-- Start of RECORDS SUPPLIED --
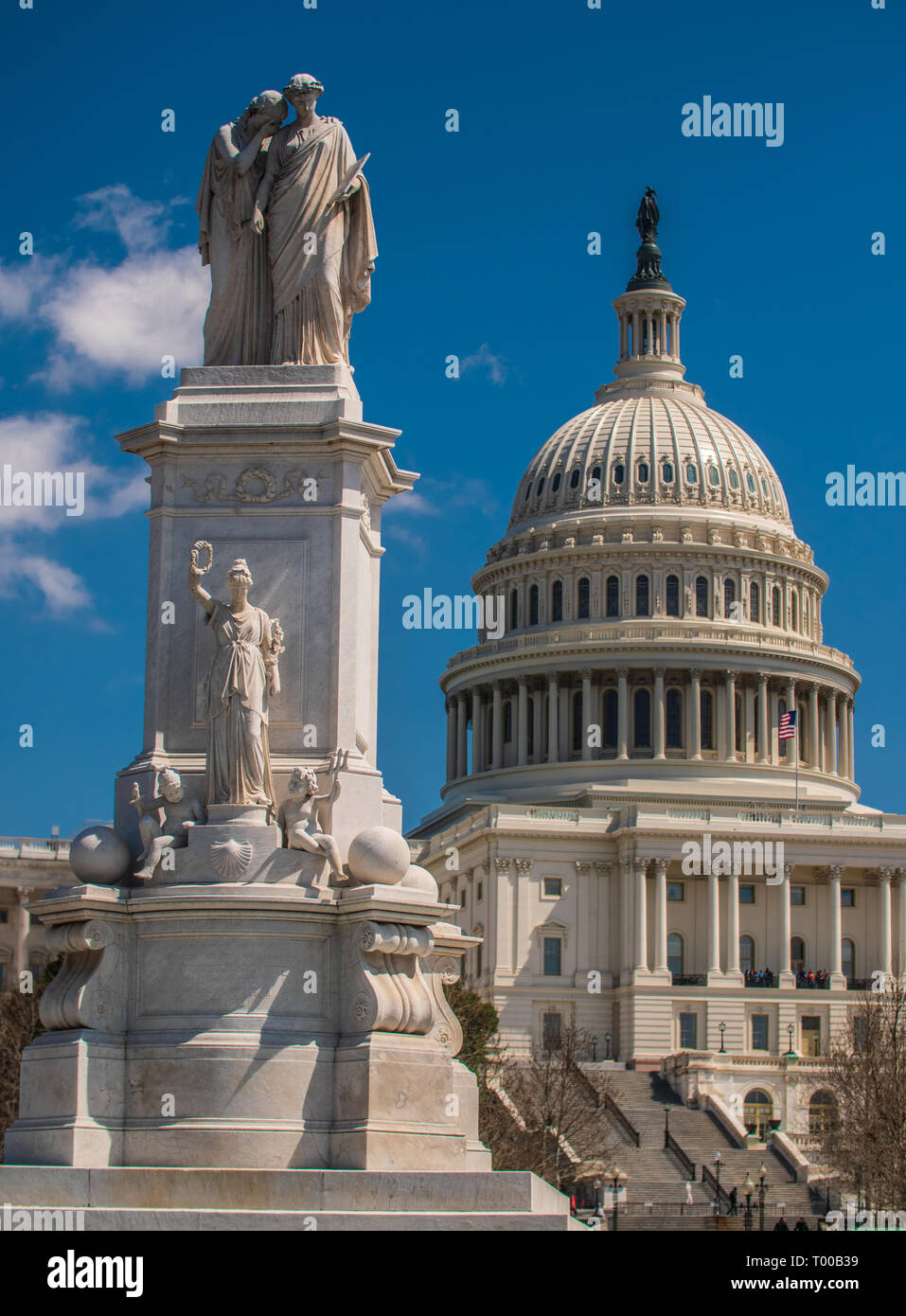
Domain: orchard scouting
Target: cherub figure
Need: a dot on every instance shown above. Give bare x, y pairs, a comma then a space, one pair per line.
181, 810
299, 815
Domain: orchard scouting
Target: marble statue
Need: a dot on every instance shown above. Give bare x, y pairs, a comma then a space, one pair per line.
242, 674
299, 815
320, 233
239, 324
179, 810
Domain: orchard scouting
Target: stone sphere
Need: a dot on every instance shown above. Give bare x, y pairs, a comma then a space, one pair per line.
100, 856
380, 856
419, 880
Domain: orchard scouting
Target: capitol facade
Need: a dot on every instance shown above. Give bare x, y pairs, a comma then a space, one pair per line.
663, 616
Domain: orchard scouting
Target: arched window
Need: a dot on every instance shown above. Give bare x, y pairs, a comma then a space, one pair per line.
757, 1112
701, 596
674, 954
848, 957
822, 1113
706, 702
673, 719
577, 720
728, 596
612, 716
747, 954
797, 954
642, 719
558, 600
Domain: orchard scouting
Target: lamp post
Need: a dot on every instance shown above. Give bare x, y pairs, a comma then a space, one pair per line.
748, 1188
618, 1180
763, 1188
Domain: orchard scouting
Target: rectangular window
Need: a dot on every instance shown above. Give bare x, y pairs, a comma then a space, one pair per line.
758, 1032
552, 957
687, 1032
551, 1026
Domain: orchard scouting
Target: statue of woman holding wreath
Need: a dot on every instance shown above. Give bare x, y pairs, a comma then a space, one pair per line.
241, 677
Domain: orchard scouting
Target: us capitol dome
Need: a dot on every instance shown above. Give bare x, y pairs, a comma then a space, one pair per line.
661, 618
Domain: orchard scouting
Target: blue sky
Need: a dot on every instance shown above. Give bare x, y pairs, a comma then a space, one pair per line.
566, 114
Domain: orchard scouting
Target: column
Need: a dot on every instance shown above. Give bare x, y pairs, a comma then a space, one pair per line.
451, 738
553, 724
733, 924
885, 948
714, 924
785, 932
660, 715
522, 722
538, 756
660, 915
763, 720
622, 712
586, 714
642, 915
843, 726
23, 925
730, 721
812, 726
497, 726
696, 714
834, 876
475, 732
830, 733
461, 742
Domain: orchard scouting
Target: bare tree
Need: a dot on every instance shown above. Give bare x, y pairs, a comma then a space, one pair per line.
865, 1141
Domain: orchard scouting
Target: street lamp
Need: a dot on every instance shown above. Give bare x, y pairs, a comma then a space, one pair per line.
618, 1180
763, 1188
748, 1188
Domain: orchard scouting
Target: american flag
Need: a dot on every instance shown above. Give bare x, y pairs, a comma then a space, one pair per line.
787, 729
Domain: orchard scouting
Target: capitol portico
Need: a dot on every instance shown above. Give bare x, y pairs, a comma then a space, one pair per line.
661, 617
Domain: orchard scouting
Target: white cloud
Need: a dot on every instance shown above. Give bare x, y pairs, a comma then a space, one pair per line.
114, 320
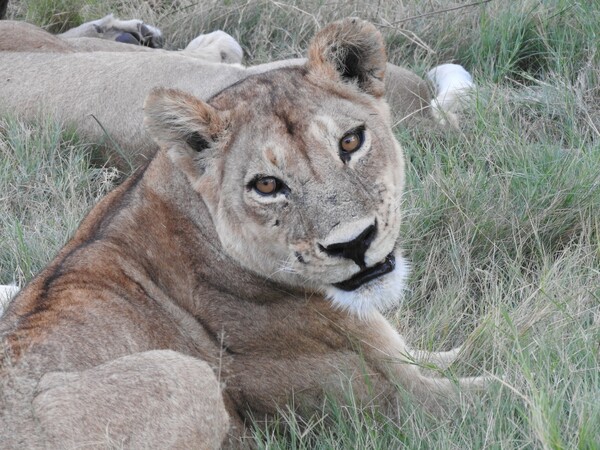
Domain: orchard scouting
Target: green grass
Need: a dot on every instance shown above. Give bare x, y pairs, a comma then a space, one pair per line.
502, 220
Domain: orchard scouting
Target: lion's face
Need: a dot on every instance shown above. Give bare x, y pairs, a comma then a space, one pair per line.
300, 170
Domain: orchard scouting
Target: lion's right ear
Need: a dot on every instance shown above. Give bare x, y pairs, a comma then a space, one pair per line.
175, 119
350, 51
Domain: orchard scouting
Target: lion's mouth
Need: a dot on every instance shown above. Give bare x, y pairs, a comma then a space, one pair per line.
369, 274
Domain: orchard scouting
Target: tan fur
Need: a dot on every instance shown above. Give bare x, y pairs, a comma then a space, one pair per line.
186, 257
99, 85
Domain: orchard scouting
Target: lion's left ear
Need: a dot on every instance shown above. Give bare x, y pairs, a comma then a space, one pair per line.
349, 51
175, 118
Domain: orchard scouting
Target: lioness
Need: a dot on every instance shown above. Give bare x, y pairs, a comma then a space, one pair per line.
260, 241
99, 85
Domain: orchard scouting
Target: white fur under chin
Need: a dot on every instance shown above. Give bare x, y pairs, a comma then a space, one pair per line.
377, 296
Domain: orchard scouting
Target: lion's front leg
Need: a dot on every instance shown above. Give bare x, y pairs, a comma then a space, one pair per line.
384, 347
132, 31
155, 399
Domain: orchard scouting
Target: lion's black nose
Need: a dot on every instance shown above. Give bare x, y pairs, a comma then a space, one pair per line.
354, 249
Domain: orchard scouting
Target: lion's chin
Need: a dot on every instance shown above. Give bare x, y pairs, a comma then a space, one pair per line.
377, 289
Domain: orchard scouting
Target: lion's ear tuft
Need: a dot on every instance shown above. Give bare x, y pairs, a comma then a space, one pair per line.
350, 50
173, 118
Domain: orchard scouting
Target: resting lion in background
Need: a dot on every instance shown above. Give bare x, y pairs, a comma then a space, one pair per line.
242, 269
99, 85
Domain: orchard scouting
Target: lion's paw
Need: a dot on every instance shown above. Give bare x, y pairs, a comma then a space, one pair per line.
217, 46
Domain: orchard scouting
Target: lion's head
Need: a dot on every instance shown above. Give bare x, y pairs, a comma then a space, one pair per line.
299, 168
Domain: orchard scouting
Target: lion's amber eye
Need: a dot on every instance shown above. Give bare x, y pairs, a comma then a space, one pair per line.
267, 185
352, 140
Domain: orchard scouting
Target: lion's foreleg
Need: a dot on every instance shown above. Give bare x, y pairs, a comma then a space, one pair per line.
386, 349
155, 399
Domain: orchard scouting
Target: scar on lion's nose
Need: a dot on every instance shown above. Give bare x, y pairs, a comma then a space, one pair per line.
354, 249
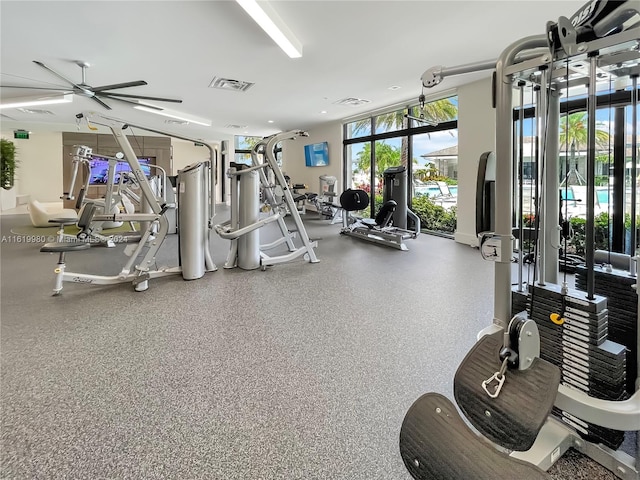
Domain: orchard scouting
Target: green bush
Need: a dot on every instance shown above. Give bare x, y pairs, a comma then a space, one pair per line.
601, 233
7, 163
434, 217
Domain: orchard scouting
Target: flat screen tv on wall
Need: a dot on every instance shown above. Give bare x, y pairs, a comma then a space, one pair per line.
100, 169
316, 154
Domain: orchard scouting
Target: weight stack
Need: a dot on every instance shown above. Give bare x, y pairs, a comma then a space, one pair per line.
580, 347
622, 300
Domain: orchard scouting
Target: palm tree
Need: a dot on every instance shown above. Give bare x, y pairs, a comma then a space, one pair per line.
386, 156
573, 130
574, 136
439, 111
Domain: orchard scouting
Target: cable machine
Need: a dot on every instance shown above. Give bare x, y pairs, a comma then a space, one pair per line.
548, 331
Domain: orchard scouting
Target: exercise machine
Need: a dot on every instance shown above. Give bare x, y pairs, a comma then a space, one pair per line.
195, 187
546, 350
389, 227
380, 229
248, 184
325, 201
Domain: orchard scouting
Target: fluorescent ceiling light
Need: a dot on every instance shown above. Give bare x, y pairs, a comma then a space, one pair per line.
32, 102
273, 25
173, 114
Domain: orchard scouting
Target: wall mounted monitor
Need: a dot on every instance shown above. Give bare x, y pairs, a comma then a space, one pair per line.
100, 169
316, 154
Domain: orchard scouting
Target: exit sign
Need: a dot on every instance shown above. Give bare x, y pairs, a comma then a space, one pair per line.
21, 134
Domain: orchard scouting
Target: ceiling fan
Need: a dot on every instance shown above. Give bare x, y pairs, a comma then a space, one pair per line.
98, 93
-- End of RECORDS SUPPLIED --
* _EXERCISE INSTRUCTIONS_
All of the material above should be reproduced exactly, except the pictures.

* _WRITTEN ANSWER_
Domain: orchard scouting
Target: cherub figure
Need: a dot on every instance shown above. Give bare x, y pairs, a comma then a space, one pair per line.
181, 810
299, 815
Domain: orchard scouting
Target: marble statue
Need: a dot on every instance shown above. Give bare x, y pairs, a comma then a space, one pair per line.
242, 674
299, 815
320, 233
239, 324
179, 810
Domain: orchard scouting
Target: stone sphere
Need: a dot on every instance shown above. Give bare x, y pairs, a comma then a space, one pair per line.
100, 856
380, 856
419, 880
Domain: orchard scouting
Target: capitol facade
Need: a dot on every instance shown above. Give bare x, y pairs, a comma then a space, one pair per line.
663, 616
Domain: orchard scouting
Target: arched window
Need: a dot on every instance shown above. Give bare x, y pairs, a comma then a space, one pair per line.
757, 1112
701, 596
674, 954
848, 957
822, 1113
706, 702
673, 719
577, 720
728, 596
612, 716
747, 954
797, 954
642, 719
558, 600
Domain: orchard scouting
Target: lamp post
Need: a dot on every instance shown above. Give bare x, y pairs, a comma then a space, one pair per line.
748, 1188
618, 1180
763, 1188
Domain: orchard scouting
Target: rectangular window
Need: a dot on every instance shown above. Give bare x, y pairs, a comma then a space, one pair per line.
758, 1032
552, 957
687, 1032
551, 1026
Domain: orchard scouting
Target: statue of woman holding wreath
Need: a dot on every instance shown above. Give bare x, y pairs, a comma then a space, one pair per line.
241, 677
Domain: orchard scouting
Target: us capitol dome
Need: a dot on every instance shown above. Give bare x, y pairs, a comma then a space, one pair per line.
661, 618
Domain: orchard scouting
Target: blue sky
Need: a dot on every instance shown above. Give bare x, y pairs, a comma then a space, one pair per line.
566, 114
Domain: orchard scouting
Target: column
Need: a dot on every instance shown above. Give bare x, y pairs, a comma then a space, one pair per line.
451, 738
553, 724
733, 924
885, 948
714, 924
785, 932
660, 715
522, 722
538, 756
660, 915
763, 720
622, 712
586, 714
642, 915
843, 726
23, 925
730, 721
812, 726
497, 726
696, 714
834, 876
475, 732
830, 733
461, 742
Domain: orchard scouting
Target: bare tree
Need: a dot on every instance shown above. Give bare x, y pairs, a comma then a space, one pair per line.
865, 1141
Domain: orchard scouting
Target: street lamp
Need: a dot on every instance shown above. Give bare x, y pairs, a comma then a space, one pair per line.
618, 1180
763, 1188
748, 1188
Domain: orchard scouting
Target: american flag
Need: a dot on every instance shown above. Give bare x, y pairs, a comma then a space, one pair per line.
787, 729
Domain: orchard scouting
Target: capitol portico
Need: a dot on every instance shown above. Give bare x, y pairs, a comma then a space, one pair per line.
661, 617
Domain: orchard scouting
Target: white cloud
Need: a dot on every instance shown above. Give bare x, y pairs, a comma then a space, one pair per line.
114, 320
Domain: orchard scouting
Target: green grass
Need: a dot on every instance shown above. Give bare x, y pairs, a comma then a space, one pair per line.
502, 220
Domain: orchard scouting
Target: lion's face
Need: a dot on every instance shown above. Give bare x, y pairs, a comma then a space, one pair per line.
300, 170
Domain: orchard scouting
Target: lion's right ear
Need: a dot on every instance shown above. Give bare x, y pairs, a comma then a space, one pair per line.
175, 119
350, 51
Domain: orchard scouting
Target: lion's mouth
Need: a dot on every instance shown above. Give bare x, y pairs, a comma then a space, one pair per line.
369, 274
Domain: orchard scouting
Target: tan fur
Need: a dot on every instance shown above. Give bare x, y pairs, a comma then a space, one pair per line.
186, 257
99, 85
Domain: orchard scouting
Target: lion's left ear
Need: a dot on every instance shown above. Give bare x, y pairs, a comma then a space, one pair per line.
349, 51
175, 118
Domain: orchard scouting
Target: lioness
Need: a dot on every instance shown above. Give bare x, y pairs, a comma then a space, one pair per line.
260, 241
99, 85
Domain: orchard scouting
Target: white fur under chin
Need: a dot on every instance shown above. Give bare x, y pairs, a comma then a space, one pair per line.
377, 296
Domain: orchard scouting
Target: lion's front leg
Need: a dot on every instance shown above. Give bare x, y pairs, a comma then a space, one pair per line.
384, 347
132, 31
155, 399
Domain: orchard scouting
Target: lion's black nose
Need: a dot on every instance shown above. Give bare x, y pairs, a comma then a space, one pair per line.
354, 249
Domain: orchard scouting
Target: lion's chin
Need: a dot on every instance shown above. Give bare x, y pairs, a comma then a space, one pair per line.
377, 289
Domain: orchard scouting
Target: lion's ear tuft
Need: a dot on every instance shown above. Give bare x, y pairs, a comma then a space, one pair per line.
350, 50
173, 118
Domain: orchard scouting
Target: resting lion in background
Need: a dot on every instance shown above. Give bare x, y pairs, a comma then a space, one pair per line.
242, 269
99, 85
Domain: orchard scouting
Target: lion's paw
Need: a dot on every instance shown above. Give bare x, y pairs, a comma then a space, one pair per line.
217, 46
Domain: orchard scouting
Target: lion's head
Need: a dot on every instance shown above. Give bare x, y pairs, a comma then a space, one pair per line.
299, 168
Domain: orchard scouting
Target: lion's amber eye
Need: a dot on every instance shown above. Give bare x, y pairs, a comma then a space, one pair per line.
267, 185
352, 140
Domain: orchard scouting
Target: lion's foreleg
Need: a dot on every instance shown above. Give bare x, y pairs, a comma then a space, one pair per line.
386, 349
155, 399
Domain: orchard scouting
Target: scar on lion's nose
Need: a dot on every instance shown above. Give bare x, y pairs, a comma then a space, one pair per line.
354, 249
Domain: orchard scouting
Target: green bush
Need: a dot on every instance shown above. Give bare x, y pairs, a comma then a space, one pair per line.
601, 233
7, 163
434, 217
Domain: orchard scouting
Target: flat screen tv on wall
Need: a dot on every instance shown above. Give bare x, y pairs, a comma then a space, one pair per line.
100, 169
316, 154
Domain: orchard scouting
Target: weight stack
Need: a dot on every instance shown above. Give bare x, y pairs, a comma then a space, one pair per line.
580, 347
622, 300
Domain: orchard scouting
Target: palm tree
Need: a dot on every instance shown above. Give bare x, y pairs, a comma then a space, one pair per line.
386, 156
573, 130
574, 136
439, 111
Domain: orchard scouting
Target: cable machine
Need: a dot on every instance shown above. Give bare x, y pairs, a comma then a space, one pair per line.
548, 331
Domain: orchard scouting
Target: exercise machine
Need: a dot on every instance shown above. Give bare x, y pairs, a comma then a space, one pair per line.
195, 187
546, 350
389, 227
380, 229
248, 184
325, 201
Domain: orchard scouting
Target: fluorescent ceiling light
Need: a dot on every instance shown above. Give bare x, y pairs, a comma then a space, one pair per line.
32, 102
273, 25
173, 114
Domain: orchard scouting
Target: wall mounted monitor
Need: a dot on every instance shown above. Give bare x, y pairs, a comma then a space, one pair per line.
100, 169
316, 154
Domain: orchard scouting
Target: exit sign
Need: a dot on every instance shown above. Give bare x, y pairs, a comma then a space, one pair per line.
21, 134
Domain: orchard scouting
Target: ceiling fan
Need: a dot on every instance shown above. Give bare x, y pairs, a comma then a space, one pair per line.
98, 93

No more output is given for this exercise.